---------- Records for the task
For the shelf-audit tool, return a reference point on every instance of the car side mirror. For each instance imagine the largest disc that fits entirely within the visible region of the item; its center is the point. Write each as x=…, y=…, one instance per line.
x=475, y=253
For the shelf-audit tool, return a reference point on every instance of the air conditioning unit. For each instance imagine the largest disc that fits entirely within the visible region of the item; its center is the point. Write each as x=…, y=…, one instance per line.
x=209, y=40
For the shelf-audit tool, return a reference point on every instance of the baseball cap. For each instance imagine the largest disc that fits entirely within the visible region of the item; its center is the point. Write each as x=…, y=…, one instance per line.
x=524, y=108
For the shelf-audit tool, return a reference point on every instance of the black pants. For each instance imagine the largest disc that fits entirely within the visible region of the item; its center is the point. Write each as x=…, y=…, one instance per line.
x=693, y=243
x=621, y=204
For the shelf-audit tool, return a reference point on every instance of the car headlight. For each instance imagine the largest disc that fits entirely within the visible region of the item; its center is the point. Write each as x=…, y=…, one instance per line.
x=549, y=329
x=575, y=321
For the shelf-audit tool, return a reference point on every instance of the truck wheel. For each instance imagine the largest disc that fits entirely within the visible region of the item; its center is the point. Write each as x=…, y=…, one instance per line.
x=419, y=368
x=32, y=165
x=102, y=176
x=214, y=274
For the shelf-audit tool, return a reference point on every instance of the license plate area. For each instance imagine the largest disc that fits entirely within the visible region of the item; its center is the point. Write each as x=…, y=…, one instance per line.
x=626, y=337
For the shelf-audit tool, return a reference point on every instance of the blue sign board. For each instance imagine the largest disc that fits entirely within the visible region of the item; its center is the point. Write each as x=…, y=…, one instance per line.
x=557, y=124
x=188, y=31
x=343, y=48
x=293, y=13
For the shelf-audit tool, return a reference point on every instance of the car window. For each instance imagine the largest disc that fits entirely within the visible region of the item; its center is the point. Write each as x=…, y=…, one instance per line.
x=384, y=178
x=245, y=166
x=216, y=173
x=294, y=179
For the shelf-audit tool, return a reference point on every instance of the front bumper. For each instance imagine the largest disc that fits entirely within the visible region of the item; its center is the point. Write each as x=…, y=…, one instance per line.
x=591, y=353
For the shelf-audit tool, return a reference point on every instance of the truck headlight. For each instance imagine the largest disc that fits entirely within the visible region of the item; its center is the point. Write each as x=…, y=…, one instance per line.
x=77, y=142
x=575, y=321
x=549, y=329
--------------------
---------- Records for the task
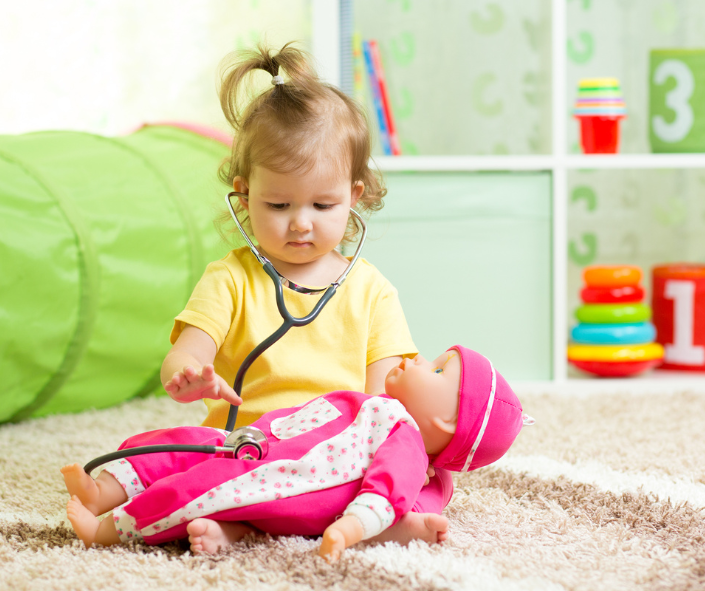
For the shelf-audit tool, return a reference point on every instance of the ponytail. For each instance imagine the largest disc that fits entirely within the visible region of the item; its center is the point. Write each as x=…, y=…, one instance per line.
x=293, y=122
--------------------
Aim of the task :: Reproduce verbatim everything in the listing from the line containing "of the baseball" down to the line containing "x=524, y=108", both included, and nothing else.

The reply ::
For the shelf-audit tool, return a reference point on every instance of the baseball cap. For each instance imagine the largest disc that fits entirely within the visible region of the item; its center is the point. Write each as x=…, y=…, one instance per line.
x=524, y=108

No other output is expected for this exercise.